Task description: Note how many lines of the data below hold the word "skyline", then give that number with no other text.

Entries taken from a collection
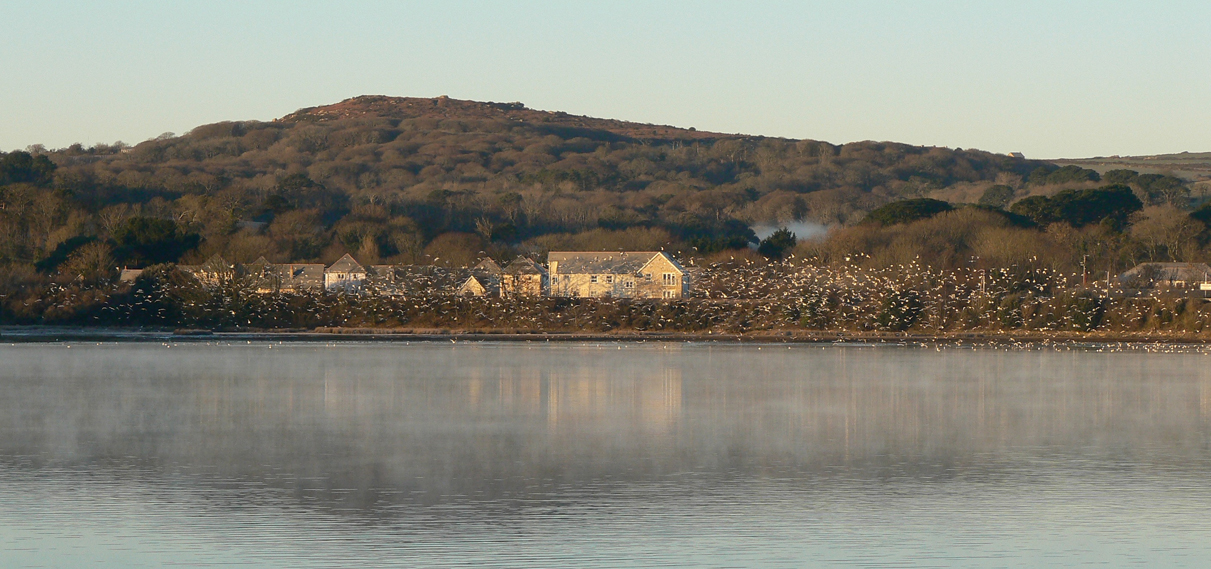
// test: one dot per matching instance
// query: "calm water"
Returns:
(601, 455)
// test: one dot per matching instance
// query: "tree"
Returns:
(19, 167)
(153, 241)
(997, 196)
(1112, 203)
(907, 211)
(778, 243)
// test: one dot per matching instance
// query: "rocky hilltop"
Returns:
(400, 108)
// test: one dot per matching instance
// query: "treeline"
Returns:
(734, 297)
(415, 189)
(389, 184)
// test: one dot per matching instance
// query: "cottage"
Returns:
(128, 275)
(476, 286)
(487, 266)
(1166, 275)
(643, 274)
(297, 277)
(523, 277)
(345, 275)
(213, 272)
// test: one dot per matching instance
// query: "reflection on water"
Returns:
(601, 455)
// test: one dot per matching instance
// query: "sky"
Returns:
(1061, 79)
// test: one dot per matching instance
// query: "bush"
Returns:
(907, 211)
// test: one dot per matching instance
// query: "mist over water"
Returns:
(608, 454)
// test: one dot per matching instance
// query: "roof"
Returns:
(297, 275)
(420, 279)
(216, 264)
(606, 262)
(487, 265)
(1168, 271)
(523, 265)
(345, 264)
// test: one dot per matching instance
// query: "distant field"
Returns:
(1191, 166)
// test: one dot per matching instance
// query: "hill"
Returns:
(1188, 166)
(440, 179)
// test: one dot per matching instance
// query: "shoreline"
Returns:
(56, 334)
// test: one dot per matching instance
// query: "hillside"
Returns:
(562, 124)
(417, 179)
(1188, 166)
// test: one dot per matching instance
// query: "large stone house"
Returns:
(1166, 276)
(345, 275)
(213, 272)
(635, 274)
(523, 277)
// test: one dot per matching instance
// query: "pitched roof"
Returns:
(345, 264)
(523, 265)
(292, 275)
(606, 262)
(487, 265)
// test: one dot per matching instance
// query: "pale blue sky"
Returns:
(1049, 79)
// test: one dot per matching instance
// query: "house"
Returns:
(345, 275)
(636, 274)
(213, 272)
(487, 266)
(523, 277)
(1166, 275)
(297, 277)
(477, 286)
(128, 275)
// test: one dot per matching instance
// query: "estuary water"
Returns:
(603, 454)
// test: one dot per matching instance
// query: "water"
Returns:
(546, 455)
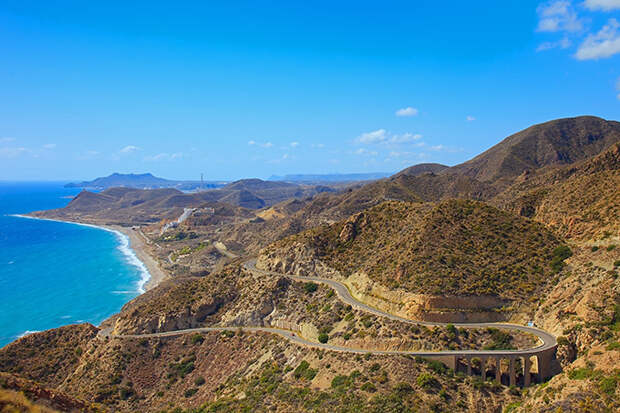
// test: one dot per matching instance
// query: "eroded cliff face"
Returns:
(299, 259)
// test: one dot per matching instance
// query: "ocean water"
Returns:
(55, 273)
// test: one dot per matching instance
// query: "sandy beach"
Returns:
(139, 246)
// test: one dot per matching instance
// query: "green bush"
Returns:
(559, 255)
(197, 339)
(125, 393)
(310, 287)
(580, 373)
(608, 385)
(340, 381)
(427, 381)
(403, 388)
(190, 392)
(228, 333)
(369, 387)
(303, 371)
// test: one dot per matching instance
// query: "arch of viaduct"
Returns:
(512, 367)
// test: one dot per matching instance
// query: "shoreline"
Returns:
(133, 242)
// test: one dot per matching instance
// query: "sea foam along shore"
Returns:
(124, 248)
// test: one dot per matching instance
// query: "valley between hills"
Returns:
(487, 286)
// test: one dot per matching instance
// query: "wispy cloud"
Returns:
(603, 44)
(382, 136)
(129, 149)
(366, 152)
(9, 153)
(604, 5)
(563, 43)
(262, 145)
(558, 15)
(377, 136)
(407, 112)
(90, 154)
(164, 157)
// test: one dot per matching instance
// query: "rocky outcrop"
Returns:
(300, 260)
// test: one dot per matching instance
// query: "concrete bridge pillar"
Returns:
(527, 365)
(544, 361)
(498, 370)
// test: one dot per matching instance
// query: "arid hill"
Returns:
(454, 247)
(580, 201)
(557, 142)
(489, 239)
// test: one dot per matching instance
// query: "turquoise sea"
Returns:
(55, 273)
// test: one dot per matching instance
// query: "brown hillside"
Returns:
(558, 142)
(580, 201)
(454, 247)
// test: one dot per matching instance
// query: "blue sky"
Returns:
(251, 89)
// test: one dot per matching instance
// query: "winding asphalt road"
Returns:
(547, 340)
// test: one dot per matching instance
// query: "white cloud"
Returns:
(382, 136)
(563, 43)
(603, 44)
(12, 152)
(364, 151)
(604, 5)
(405, 138)
(558, 15)
(164, 157)
(262, 145)
(87, 155)
(407, 112)
(129, 149)
(377, 136)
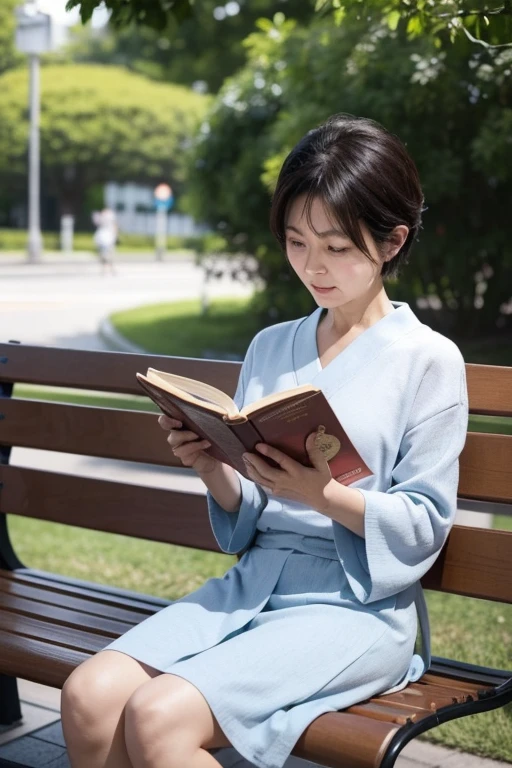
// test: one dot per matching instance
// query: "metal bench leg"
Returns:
(10, 709)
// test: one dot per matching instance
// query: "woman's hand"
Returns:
(187, 446)
(292, 480)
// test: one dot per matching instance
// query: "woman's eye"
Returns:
(338, 250)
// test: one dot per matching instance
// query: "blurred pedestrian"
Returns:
(105, 238)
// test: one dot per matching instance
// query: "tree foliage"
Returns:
(484, 21)
(97, 124)
(203, 49)
(452, 107)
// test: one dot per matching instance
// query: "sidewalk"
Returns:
(38, 741)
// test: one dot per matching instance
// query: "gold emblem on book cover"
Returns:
(328, 444)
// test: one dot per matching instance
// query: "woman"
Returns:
(321, 611)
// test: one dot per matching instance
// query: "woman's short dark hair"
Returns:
(362, 173)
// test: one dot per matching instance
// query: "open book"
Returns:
(283, 420)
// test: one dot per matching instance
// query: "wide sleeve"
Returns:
(407, 525)
(234, 531)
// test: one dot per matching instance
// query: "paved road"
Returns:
(62, 303)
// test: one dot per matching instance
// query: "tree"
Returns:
(203, 49)
(490, 25)
(452, 108)
(98, 124)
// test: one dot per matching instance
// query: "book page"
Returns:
(196, 390)
(278, 397)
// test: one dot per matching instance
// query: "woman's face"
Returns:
(329, 264)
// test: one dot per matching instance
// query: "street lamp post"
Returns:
(33, 37)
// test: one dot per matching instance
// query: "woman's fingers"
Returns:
(189, 451)
(167, 423)
(179, 437)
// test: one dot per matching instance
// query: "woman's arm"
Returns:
(224, 485)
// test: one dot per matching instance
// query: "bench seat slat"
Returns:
(154, 513)
(15, 589)
(65, 616)
(344, 740)
(29, 577)
(37, 660)
(375, 722)
(69, 637)
(105, 371)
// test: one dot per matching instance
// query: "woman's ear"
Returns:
(395, 241)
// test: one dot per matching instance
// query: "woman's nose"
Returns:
(314, 266)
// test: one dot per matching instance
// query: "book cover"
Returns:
(283, 420)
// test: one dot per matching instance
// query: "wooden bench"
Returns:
(49, 623)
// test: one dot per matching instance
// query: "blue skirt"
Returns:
(276, 642)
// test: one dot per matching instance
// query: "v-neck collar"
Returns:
(360, 351)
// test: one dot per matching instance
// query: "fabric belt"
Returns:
(307, 545)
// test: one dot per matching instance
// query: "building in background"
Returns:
(135, 211)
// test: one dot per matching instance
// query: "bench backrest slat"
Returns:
(486, 467)
(475, 562)
(105, 432)
(485, 463)
(156, 514)
(490, 389)
(104, 371)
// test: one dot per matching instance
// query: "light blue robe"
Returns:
(314, 618)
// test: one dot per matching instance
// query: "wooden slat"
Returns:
(65, 616)
(342, 740)
(486, 467)
(104, 371)
(37, 660)
(149, 513)
(109, 596)
(17, 589)
(84, 430)
(490, 389)
(68, 637)
(474, 562)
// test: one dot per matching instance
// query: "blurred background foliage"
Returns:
(212, 98)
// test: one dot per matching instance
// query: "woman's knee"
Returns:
(98, 689)
(169, 711)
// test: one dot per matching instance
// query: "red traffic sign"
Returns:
(162, 192)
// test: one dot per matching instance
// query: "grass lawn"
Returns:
(180, 329)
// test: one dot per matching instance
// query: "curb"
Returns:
(117, 341)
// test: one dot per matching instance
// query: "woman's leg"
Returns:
(168, 724)
(93, 701)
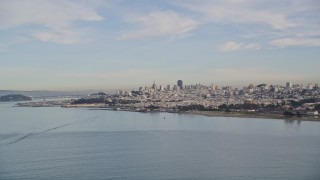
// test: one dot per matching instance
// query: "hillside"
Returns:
(14, 97)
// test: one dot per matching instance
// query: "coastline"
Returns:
(256, 115)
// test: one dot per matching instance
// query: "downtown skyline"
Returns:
(80, 45)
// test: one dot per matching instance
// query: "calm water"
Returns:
(57, 143)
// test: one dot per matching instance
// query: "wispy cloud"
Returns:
(238, 11)
(234, 46)
(159, 23)
(53, 21)
(3, 47)
(264, 20)
(295, 42)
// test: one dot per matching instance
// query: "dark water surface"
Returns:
(57, 143)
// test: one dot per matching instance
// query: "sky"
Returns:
(116, 44)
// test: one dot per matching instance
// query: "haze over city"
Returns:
(79, 45)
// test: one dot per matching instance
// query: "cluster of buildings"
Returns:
(211, 97)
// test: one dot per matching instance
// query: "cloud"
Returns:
(3, 47)
(159, 23)
(234, 46)
(241, 75)
(263, 20)
(230, 46)
(53, 21)
(295, 42)
(238, 11)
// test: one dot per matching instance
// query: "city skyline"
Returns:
(81, 45)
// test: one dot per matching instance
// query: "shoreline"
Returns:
(252, 115)
(256, 115)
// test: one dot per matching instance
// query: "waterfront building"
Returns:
(180, 84)
(288, 85)
(168, 87)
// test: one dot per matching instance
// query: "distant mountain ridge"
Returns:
(14, 97)
(45, 93)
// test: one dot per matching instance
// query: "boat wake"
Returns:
(25, 136)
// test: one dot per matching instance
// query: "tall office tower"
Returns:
(180, 84)
(154, 86)
(288, 85)
(168, 87)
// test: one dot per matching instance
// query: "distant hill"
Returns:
(14, 97)
(50, 93)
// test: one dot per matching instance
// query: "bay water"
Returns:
(79, 143)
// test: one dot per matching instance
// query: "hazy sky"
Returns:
(93, 44)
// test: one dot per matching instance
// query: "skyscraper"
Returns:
(180, 84)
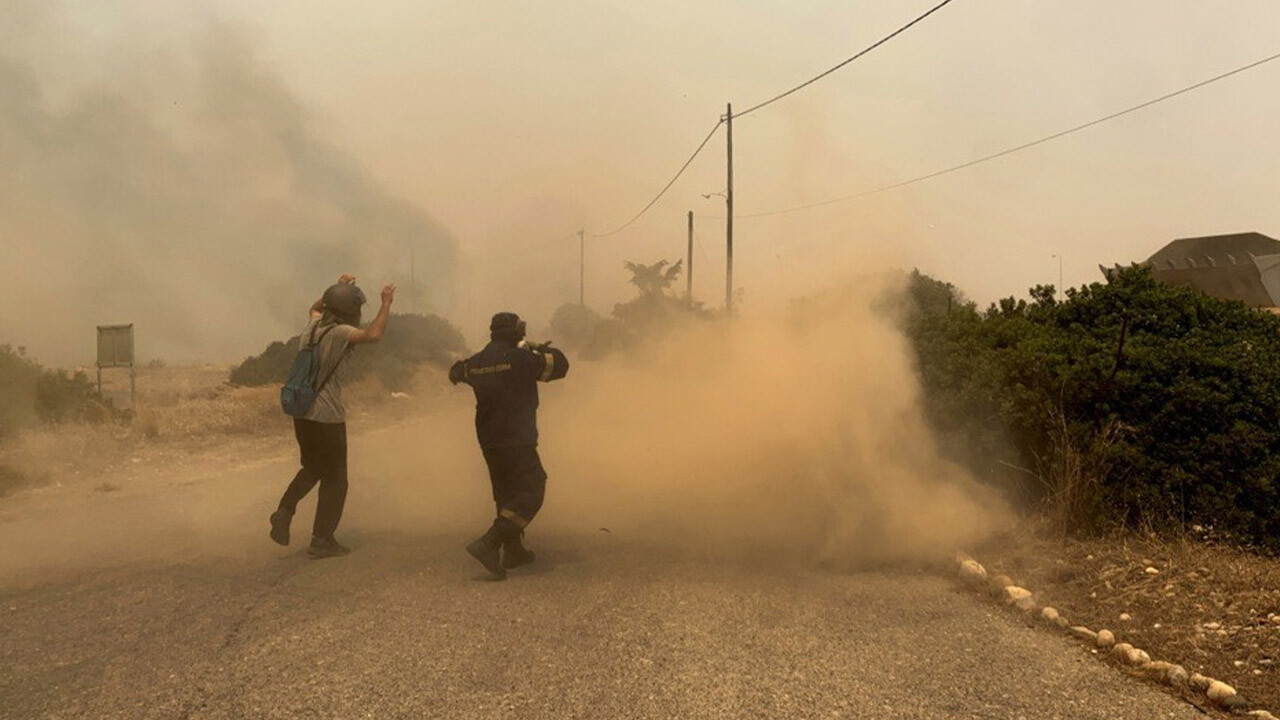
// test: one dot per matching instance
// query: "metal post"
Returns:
(728, 214)
(689, 263)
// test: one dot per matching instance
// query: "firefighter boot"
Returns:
(513, 551)
(488, 550)
(280, 520)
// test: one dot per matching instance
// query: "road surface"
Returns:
(167, 600)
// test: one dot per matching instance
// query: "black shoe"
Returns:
(280, 520)
(327, 547)
(488, 551)
(515, 554)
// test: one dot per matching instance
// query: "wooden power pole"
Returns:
(581, 268)
(728, 214)
(689, 263)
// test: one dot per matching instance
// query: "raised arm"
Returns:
(374, 332)
(552, 364)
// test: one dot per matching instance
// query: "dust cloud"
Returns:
(799, 433)
(183, 188)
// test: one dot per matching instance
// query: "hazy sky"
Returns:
(516, 123)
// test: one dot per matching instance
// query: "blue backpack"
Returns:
(300, 390)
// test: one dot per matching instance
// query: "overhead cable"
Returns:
(865, 50)
(1020, 147)
(666, 187)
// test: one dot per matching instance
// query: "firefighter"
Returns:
(504, 378)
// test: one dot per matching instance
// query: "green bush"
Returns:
(1170, 399)
(410, 342)
(36, 395)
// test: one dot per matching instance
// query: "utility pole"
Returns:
(728, 214)
(581, 268)
(412, 281)
(689, 263)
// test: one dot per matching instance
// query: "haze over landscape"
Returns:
(255, 130)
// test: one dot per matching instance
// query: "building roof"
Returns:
(1214, 250)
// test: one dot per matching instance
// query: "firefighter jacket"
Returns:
(504, 379)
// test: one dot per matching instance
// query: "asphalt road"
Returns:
(165, 600)
(406, 628)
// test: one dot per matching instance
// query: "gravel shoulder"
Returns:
(1194, 601)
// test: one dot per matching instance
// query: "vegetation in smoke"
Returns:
(410, 342)
(1128, 402)
(33, 395)
(654, 310)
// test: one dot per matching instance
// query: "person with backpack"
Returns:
(504, 378)
(312, 396)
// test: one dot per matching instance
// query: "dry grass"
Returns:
(1208, 607)
(178, 411)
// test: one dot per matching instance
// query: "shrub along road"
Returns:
(177, 606)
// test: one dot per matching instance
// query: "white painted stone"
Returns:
(1084, 633)
(973, 573)
(1013, 593)
(1219, 691)
(1136, 656)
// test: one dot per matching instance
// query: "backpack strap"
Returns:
(332, 370)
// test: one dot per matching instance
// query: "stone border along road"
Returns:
(1219, 693)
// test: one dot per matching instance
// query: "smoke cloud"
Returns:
(184, 190)
(799, 434)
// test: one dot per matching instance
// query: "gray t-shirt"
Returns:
(328, 405)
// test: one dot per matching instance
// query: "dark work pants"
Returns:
(519, 482)
(324, 460)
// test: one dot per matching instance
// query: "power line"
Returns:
(816, 78)
(666, 187)
(524, 251)
(1020, 147)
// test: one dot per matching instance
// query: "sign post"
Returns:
(115, 350)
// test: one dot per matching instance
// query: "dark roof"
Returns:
(1240, 282)
(1215, 250)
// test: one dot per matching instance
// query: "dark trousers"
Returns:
(324, 460)
(519, 482)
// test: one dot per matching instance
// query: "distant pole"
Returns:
(581, 268)
(728, 214)
(689, 263)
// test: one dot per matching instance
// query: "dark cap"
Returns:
(504, 322)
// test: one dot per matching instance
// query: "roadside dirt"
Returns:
(1192, 601)
(186, 415)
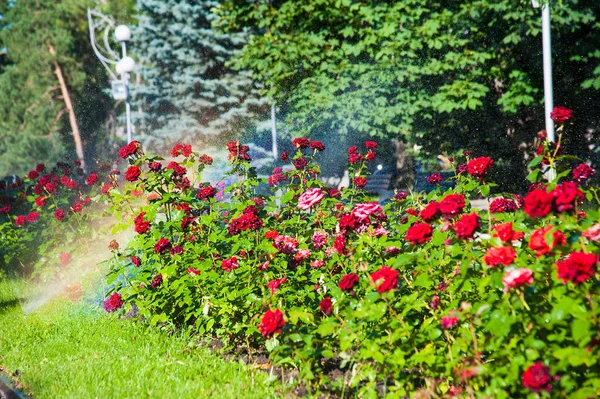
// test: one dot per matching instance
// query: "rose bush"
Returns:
(424, 296)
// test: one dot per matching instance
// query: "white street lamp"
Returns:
(124, 65)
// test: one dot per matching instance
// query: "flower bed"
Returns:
(424, 296)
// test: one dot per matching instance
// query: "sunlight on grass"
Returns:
(76, 350)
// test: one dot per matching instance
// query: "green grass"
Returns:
(76, 350)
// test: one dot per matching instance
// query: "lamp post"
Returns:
(124, 64)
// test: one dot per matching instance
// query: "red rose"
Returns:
(385, 279)
(418, 233)
(434, 178)
(326, 305)
(113, 303)
(452, 204)
(229, 264)
(300, 142)
(465, 226)
(499, 256)
(348, 282)
(132, 173)
(430, 211)
(539, 244)
(449, 322)
(506, 233)
(479, 167)
(566, 195)
(162, 246)
(317, 145)
(32, 217)
(360, 182)
(156, 281)
(205, 193)
(502, 205)
(272, 322)
(310, 197)
(516, 278)
(140, 225)
(274, 284)
(537, 378)
(561, 114)
(538, 203)
(300, 163)
(577, 267)
(583, 173)
(129, 149)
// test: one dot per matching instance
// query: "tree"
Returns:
(188, 92)
(52, 98)
(442, 74)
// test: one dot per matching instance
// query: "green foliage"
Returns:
(451, 322)
(450, 74)
(187, 92)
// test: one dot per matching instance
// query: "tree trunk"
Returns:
(69, 106)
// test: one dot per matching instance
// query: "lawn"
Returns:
(73, 349)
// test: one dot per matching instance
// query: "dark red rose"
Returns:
(113, 303)
(566, 196)
(140, 225)
(132, 173)
(539, 243)
(354, 157)
(434, 178)
(400, 196)
(506, 233)
(300, 163)
(360, 182)
(59, 214)
(177, 169)
(348, 282)
(449, 322)
(206, 192)
(430, 212)
(479, 167)
(129, 149)
(418, 233)
(452, 204)
(326, 305)
(577, 267)
(500, 205)
(300, 142)
(32, 217)
(317, 145)
(537, 378)
(156, 281)
(561, 114)
(537, 203)
(385, 279)
(583, 173)
(162, 246)
(465, 226)
(181, 149)
(272, 322)
(229, 264)
(499, 256)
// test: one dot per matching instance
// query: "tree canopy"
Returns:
(442, 74)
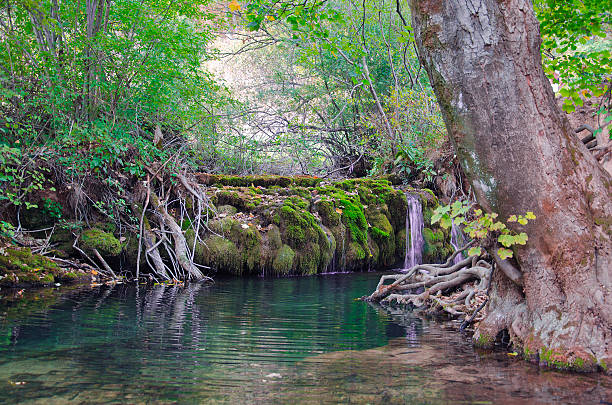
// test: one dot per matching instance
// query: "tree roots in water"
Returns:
(460, 289)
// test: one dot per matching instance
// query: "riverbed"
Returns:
(253, 340)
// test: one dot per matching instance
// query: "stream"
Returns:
(251, 341)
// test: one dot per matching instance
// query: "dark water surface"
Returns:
(294, 340)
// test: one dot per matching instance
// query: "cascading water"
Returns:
(457, 241)
(414, 232)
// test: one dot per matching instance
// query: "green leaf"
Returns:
(506, 240)
(504, 253)
(475, 251)
(521, 238)
(446, 222)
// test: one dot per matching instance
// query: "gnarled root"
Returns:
(459, 289)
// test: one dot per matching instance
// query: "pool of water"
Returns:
(251, 341)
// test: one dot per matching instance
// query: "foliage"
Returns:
(343, 82)
(19, 177)
(576, 51)
(483, 226)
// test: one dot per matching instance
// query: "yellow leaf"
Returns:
(234, 6)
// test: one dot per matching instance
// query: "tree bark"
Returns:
(483, 60)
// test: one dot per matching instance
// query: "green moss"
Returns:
(354, 219)
(274, 238)
(484, 340)
(327, 212)
(283, 262)
(309, 259)
(557, 359)
(19, 267)
(400, 242)
(100, 240)
(220, 254)
(379, 233)
(355, 252)
(227, 210)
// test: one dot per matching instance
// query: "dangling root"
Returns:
(460, 290)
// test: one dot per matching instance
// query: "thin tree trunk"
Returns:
(483, 59)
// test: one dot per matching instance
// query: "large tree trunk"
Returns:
(483, 59)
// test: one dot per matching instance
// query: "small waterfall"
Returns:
(414, 232)
(457, 241)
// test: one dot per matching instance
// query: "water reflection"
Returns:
(296, 340)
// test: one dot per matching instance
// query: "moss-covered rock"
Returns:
(104, 242)
(283, 262)
(220, 254)
(21, 268)
(382, 233)
(227, 210)
(350, 224)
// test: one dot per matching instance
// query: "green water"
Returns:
(293, 340)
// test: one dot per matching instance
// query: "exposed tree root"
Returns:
(460, 289)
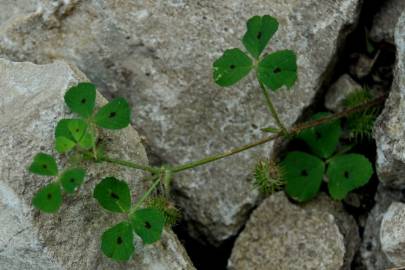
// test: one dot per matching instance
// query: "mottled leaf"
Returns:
(113, 195)
(231, 67)
(278, 69)
(303, 174)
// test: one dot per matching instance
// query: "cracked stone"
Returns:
(31, 103)
(159, 55)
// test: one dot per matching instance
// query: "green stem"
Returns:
(272, 109)
(131, 164)
(145, 195)
(294, 130)
(234, 151)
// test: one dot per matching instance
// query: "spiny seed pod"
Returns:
(360, 124)
(172, 214)
(268, 177)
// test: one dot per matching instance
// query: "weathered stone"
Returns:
(372, 256)
(392, 233)
(282, 235)
(389, 130)
(361, 65)
(159, 54)
(385, 20)
(10, 8)
(31, 103)
(344, 86)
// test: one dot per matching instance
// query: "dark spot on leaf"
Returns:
(304, 173)
(114, 196)
(119, 240)
(147, 225)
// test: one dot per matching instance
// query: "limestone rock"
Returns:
(392, 233)
(281, 235)
(159, 54)
(31, 103)
(386, 19)
(10, 8)
(372, 256)
(389, 130)
(334, 97)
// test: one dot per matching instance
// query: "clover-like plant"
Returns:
(273, 71)
(305, 172)
(78, 140)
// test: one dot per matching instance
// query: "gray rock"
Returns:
(10, 8)
(385, 20)
(31, 103)
(334, 97)
(392, 234)
(389, 130)
(372, 256)
(159, 54)
(282, 235)
(362, 65)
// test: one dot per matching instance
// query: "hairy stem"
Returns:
(130, 164)
(272, 109)
(225, 154)
(294, 130)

Answer space: 2